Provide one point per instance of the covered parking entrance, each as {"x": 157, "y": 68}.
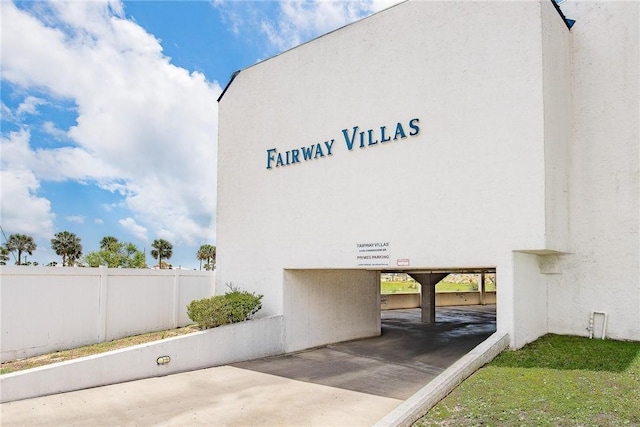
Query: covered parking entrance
{"x": 428, "y": 280}
{"x": 324, "y": 307}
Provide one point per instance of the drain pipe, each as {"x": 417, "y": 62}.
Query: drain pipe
{"x": 604, "y": 323}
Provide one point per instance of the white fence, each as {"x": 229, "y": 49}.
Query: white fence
{"x": 45, "y": 309}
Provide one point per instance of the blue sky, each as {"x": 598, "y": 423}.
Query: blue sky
{"x": 109, "y": 112}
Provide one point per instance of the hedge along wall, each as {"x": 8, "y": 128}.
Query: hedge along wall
{"x": 44, "y": 309}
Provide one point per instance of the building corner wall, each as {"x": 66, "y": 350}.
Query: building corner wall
{"x": 602, "y": 268}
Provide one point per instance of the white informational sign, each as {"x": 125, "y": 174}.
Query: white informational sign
{"x": 370, "y": 254}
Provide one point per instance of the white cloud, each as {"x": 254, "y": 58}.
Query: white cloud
{"x": 78, "y": 219}
{"x": 21, "y": 210}
{"x": 30, "y": 105}
{"x": 146, "y": 129}
{"x": 132, "y": 227}
{"x": 51, "y": 129}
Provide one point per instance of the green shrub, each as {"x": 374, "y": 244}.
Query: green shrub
{"x": 232, "y": 307}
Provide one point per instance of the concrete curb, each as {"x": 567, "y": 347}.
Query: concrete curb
{"x": 422, "y": 401}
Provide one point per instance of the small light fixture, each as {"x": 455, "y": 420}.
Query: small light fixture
{"x": 163, "y": 360}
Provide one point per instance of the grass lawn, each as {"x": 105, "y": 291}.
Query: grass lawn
{"x": 410, "y": 287}
{"x": 554, "y": 381}
{"x": 60, "y": 356}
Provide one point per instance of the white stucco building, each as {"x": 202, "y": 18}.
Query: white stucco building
{"x": 436, "y": 136}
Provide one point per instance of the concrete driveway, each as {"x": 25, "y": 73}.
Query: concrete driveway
{"x": 347, "y": 384}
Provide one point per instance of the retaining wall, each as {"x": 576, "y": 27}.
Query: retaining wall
{"x": 213, "y": 347}
{"x": 45, "y": 309}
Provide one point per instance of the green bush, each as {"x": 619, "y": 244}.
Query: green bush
{"x": 232, "y": 307}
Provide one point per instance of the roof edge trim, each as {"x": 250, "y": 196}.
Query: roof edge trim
{"x": 233, "y": 76}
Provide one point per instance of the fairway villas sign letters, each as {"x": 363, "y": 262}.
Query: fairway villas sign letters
{"x": 354, "y": 137}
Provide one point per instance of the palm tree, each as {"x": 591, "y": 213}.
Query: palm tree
{"x": 68, "y": 246}
{"x": 161, "y": 250}
{"x": 207, "y": 253}
{"x": 21, "y": 243}
{"x": 4, "y": 255}
{"x": 108, "y": 243}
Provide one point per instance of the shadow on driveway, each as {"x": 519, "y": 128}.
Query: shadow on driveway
{"x": 406, "y": 356}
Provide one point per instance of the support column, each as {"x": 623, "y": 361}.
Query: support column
{"x": 428, "y": 283}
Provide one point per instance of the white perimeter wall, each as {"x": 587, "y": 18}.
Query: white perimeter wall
{"x": 470, "y": 189}
{"x": 46, "y": 309}
{"x": 602, "y": 270}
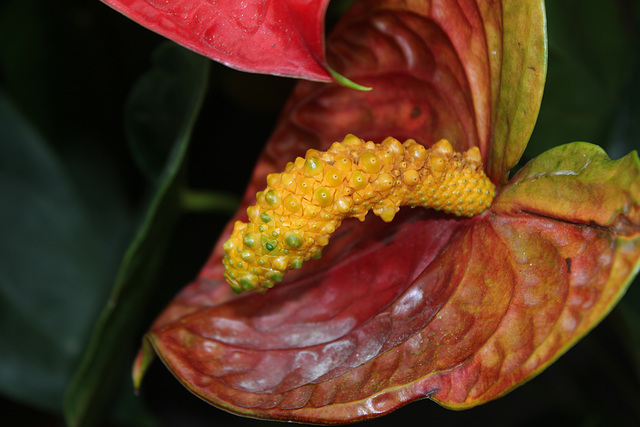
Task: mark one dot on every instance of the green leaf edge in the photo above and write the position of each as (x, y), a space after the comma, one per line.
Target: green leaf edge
(78, 408)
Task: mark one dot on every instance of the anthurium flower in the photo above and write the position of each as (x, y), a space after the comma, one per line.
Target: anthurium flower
(457, 309)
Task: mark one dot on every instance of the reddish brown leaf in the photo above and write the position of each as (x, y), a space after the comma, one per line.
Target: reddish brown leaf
(459, 310)
(283, 37)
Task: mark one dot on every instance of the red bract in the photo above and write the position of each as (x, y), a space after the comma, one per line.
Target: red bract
(282, 37)
(459, 310)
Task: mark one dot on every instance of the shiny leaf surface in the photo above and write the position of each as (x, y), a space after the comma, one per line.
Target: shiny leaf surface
(284, 37)
(461, 311)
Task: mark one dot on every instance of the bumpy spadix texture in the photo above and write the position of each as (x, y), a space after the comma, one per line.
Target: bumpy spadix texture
(302, 207)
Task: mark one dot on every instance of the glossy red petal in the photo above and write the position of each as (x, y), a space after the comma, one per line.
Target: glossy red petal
(282, 37)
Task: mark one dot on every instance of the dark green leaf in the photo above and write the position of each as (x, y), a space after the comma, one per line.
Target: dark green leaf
(56, 260)
(592, 47)
(167, 98)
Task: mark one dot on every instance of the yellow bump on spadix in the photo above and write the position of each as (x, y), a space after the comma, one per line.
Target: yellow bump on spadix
(294, 217)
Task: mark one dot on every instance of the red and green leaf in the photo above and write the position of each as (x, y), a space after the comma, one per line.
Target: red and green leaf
(461, 311)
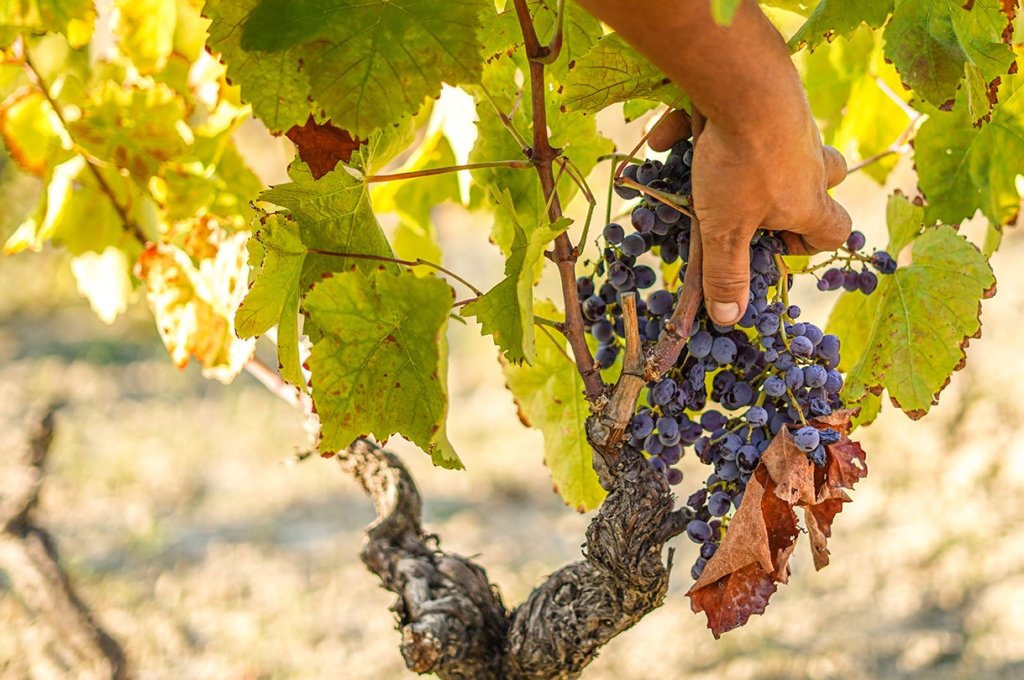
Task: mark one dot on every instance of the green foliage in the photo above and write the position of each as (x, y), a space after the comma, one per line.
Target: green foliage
(952, 41)
(909, 335)
(506, 311)
(550, 397)
(613, 72)
(333, 215)
(365, 65)
(840, 17)
(142, 184)
(963, 169)
(381, 367)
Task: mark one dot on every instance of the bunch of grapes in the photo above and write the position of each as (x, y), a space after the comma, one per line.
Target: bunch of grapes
(767, 372)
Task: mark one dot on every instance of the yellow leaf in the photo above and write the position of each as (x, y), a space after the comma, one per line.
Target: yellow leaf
(195, 307)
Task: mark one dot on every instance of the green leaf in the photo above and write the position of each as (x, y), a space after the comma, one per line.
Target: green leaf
(931, 41)
(368, 64)
(550, 396)
(724, 10)
(576, 133)
(331, 214)
(842, 17)
(32, 132)
(908, 336)
(634, 109)
(857, 116)
(145, 31)
(506, 311)
(963, 169)
(413, 199)
(381, 366)
(133, 127)
(613, 72)
(74, 18)
(270, 82)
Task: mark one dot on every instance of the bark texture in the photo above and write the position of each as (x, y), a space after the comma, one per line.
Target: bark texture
(76, 645)
(452, 619)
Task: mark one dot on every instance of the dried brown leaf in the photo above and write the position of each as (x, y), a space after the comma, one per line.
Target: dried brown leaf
(321, 145)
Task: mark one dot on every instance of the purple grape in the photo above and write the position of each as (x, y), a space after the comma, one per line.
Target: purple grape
(806, 438)
(855, 241)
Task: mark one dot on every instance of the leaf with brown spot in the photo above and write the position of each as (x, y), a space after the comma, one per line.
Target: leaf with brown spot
(321, 145)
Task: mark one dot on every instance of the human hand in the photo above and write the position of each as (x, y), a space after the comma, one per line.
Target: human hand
(775, 179)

○ ○ ○ ○ ○

Directions: Set out every line of the material above as a numbered list, skipping blank lines and leaving out the pictures.

Finished exercise:
1. Provide one point per instance of the covered parking entrance, each as {"x": 157, "y": 68}.
2. Query: covered parking entrance
3. {"x": 428, "y": 280}
4. {"x": 324, "y": 307}
5. Provide one point per instance of the drain pipe, each as {"x": 417, "y": 62}.
6. Query: drain pipe
7. {"x": 604, "y": 323}
8. Provide one point per instance of the white fence, each as {"x": 229, "y": 49}.
9. Query: white fence
10. {"x": 45, "y": 309}
11. Provide one point per instance of the blue sky, each as {"x": 598, "y": 423}.
12. Query: blue sky
13. {"x": 109, "y": 112}
14. Provide one point per instance of the hedge along wall, each as {"x": 8, "y": 128}.
15. Query: hedge along wall
16. {"x": 44, "y": 309}
17. Provide one point per instance of the building corner wall, each as {"x": 66, "y": 350}.
18. Query: building corner wall
19. {"x": 602, "y": 268}
20. Provide one point per instance of the white informational sign, each as {"x": 125, "y": 174}.
21. Query: white informational sign
22. {"x": 370, "y": 254}
23. Provide one point per instance of the white cloud, each as {"x": 254, "y": 58}.
24. Query: white cloud
25. {"x": 78, "y": 219}
26. {"x": 21, "y": 210}
27. {"x": 30, "y": 105}
28. {"x": 146, "y": 129}
29. {"x": 132, "y": 227}
30. {"x": 51, "y": 129}
31. Provide one point per instance of the green shrub, each as {"x": 374, "y": 244}.
32. Query: green shrub
33. {"x": 232, "y": 307}
34. Provide one point per instance of the concrete curb, each as {"x": 567, "y": 347}.
35. Query: concrete curb
36. {"x": 422, "y": 401}
37. Provide one point per instance of the small light fixture, each as {"x": 455, "y": 420}.
38. Query: small light fixture
39. {"x": 163, "y": 360}
40. Provide one point per instance of the grass lawn, each as {"x": 105, "y": 291}.
41. Query: grass lawn
42. {"x": 410, "y": 287}
43. {"x": 554, "y": 381}
44. {"x": 60, "y": 356}
45. Provide one point per instance of the white stucco building, each as {"x": 202, "y": 18}.
46. Query: white stucco building
47. {"x": 436, "y": 136}
48. Provide one point per instance of the concrete driveway, each as {"x": 25, "y": 73}.
49. Query: concrete driveway
50. {"x": 347, "y": 384}
51. Provide one point per instance of the retaining wall, each as {"x": 576, "y": 27}.
52. Query: retaining wall
53. {"x": 213, "y": 347}
54. {"x": 45, "y": 309}
55. Provide one point per instance of the green bush, each as {"x": 619, "y": 244}.
56. Query: green bush
57. {"x": 232, "y": 307}
58. Provide one point per instance of the roof edge trim, each as {"x": 250, "y": 196}.
59. Query: roof edge trim
60. {"x": 233, "y": 76}
61. Provide one point per instance of the fairway villas sign letters, each as {"x": 363, "y": 262}.
62. Query: fairway villas sign letters
63. {"x": 354, "y": 137}
64. Provide one point per instance of the palm tree, each as {"x": 591, "y": 213}.
65. Query: palm tree
66. {"x": 68, "y": 246}
67. {"x": 161, "y": 250}
68. {"x": 207, "y": 253}
69. {"x": 21, "y": 243}
70. {"x": 4, "y": 255}
71. {"x": 108, "y": 243}
72. Provide one point per instance of the shadow on driveway, each as {"x": 519, "y": 128}.
73. Query: shadow on driveway
74. {"x": 406, "y": 356}
75. Provide one point per instance of the support column, each as {"x": 623, "y": 361}.
76. Query: support column
77. {"x": 428, "y": 283}
78. Provide one point per instance of the white perimeter wall, each as {"x": 587, "y": 18}.
79. Query: white perimeter wall
80. {"x": 470, "y": 189}
81. {"x": 46, "y": 309}
82. {"x": 602, "y": 270}
83. Task: mark one dot on every instance of the green leaf edge in the photo above and write the position of each as (x, y), a space after the comma, one per line.
84. Target: green leaf edge
85. (78, 408)
86. Task: mark one dot on every instance of the anthurium flower in the photo above and write the position of each as (x, y), a space after the comma, one per line.
87. Target: anthurium flower
88. (457, 309)
89. Task: mark one dot on every instance of the reddish brown leaf in the photo above and write the position of each as (x, y), a space after the comma, one per line.
90. Target: reddish brown leaf
91. (459, 310)
92. (283, 37)
93. Task: mark one dot on every instance of the red bract in the photo above and write the position of each as (x, y), a space after the comma, one per line.
94. Target: red bract
95. (282, 37)
96. (459, 310)
97. Task: mark one dot on every instance of the shiny leaf surface in the photo above and write the position of each as (x, y), a space after the comma, one per line.
98. Target: shiny leaf surface
99. (284, 37)
100. (461, 311)
101. Task: mark one dot on every instance of the bumpy spadix texture in the photo above and write the position of each as (x, y), a space after the comma, one per line.
102. Target: bumpy spadix texture
103. (302, 207)
104. Task: mark one dot on every instance of the glossy red petal in the photo above and write the position of each as (x, y), a space after the comma, one per line.
105. Target: glossy red petal
106. (282, 37)
107. Task: mark one dot on every instance of the dark green leaf in the photo above and write the position of each as (x, y), a space after the comma, one per line.
108. Target: dark green leaf
109. (56, 260)
110. (592, 47)
111. (167, 98)
112. Task: mark one dot on every instance of the yellow bump on spadix in the photo above and write the position of each as (x, y), a space after the comma, one per line.
113. Target: yellow bump on spadix
114. (294, 217)
115. Task: mark one dot on every instance of the red and green leaf in the photo above and write the position of each as (x, y), a space after the comma, one per line.
116. Target: red and green leaf
117. (461, 311)
118. Task: mark one dot on every instance of the green foliage in the photo above and write the position of each as (x, y), a space after the comma, one per line.
119. Target: green foliage
120. (952, 41)
121. (909, 335)
122. (506, 311)
123. (550, 397)
124. (613, 72)
125. (333, 215)
126. (365, 65)
127. (840, 17)
128. (142, 184)
129. (963, 169)
130. (381, 367)
131. Task: mark one dot on every instance of the bunch of grapes in the photo above and write the position of each as (x, y), a space after the comma, one per line.
132. Target: bunch of grapes
133. (767, 372)
134. Task: mark one dot on every instance of the yellow leaf in the photo above and write the position of each as (x, y), a space after the comma, one per line.
135. Target: yellow leaf
136. (195, 307)
137. Task: mark one dot on every instance of the green leaf in the photo above and write the position of each as (x, y), a space after the comma, one per line.
138. Target: green leaf
139. (931, 41)
140. (368, 64)
141. (550, 396)
142. (724, 10)
143. (576, 133)
144. (331, 214)
145. (842, 17)
146. (32, 132)
147. (908, 336)
148. (634, 109)
149. (857, 116)
150. (145, 31)
151. (506, 311)
152. (963, 169)
153. (413, 199)
154. (381, 366)
155. (133, 127)
156. (613, 72)
157. (74, 18)
158. (270, 82)
159. Task: mark one dot on every instance of the bark texture in the photo above and write the position of each as (x, y), a space after the comma, one per line.
160. Target: bark texture
161. (76, 645)
162. (452, 619)
163. Task: mark one dot on every instance of the dried brown leaf in the photo above and write the position of each as (x, y), a space after the comma, one per line.
164. Target: dried brown leaf
165. (321, 145)
166. Task: mark one dot on every instance of the purple grape in the photo above and write the position of each as (x, y), a space after the comma, one per line.
167. Target: purple grape
168. (806, 438)
169. (855, 241)
170. Task: mark one dot on every instance of the leaf with brown spot in the photo above and write the position of each as (x, y), a space after the comma, one per line.
171. Target: leaf with brown spot
172. (321, 145)
173. Task: mark one dot on every instance of the human hand in the photo above and write the position of each as (x, y), a space after the comma, one per line.
174. Target: human hand
175. (775, 179)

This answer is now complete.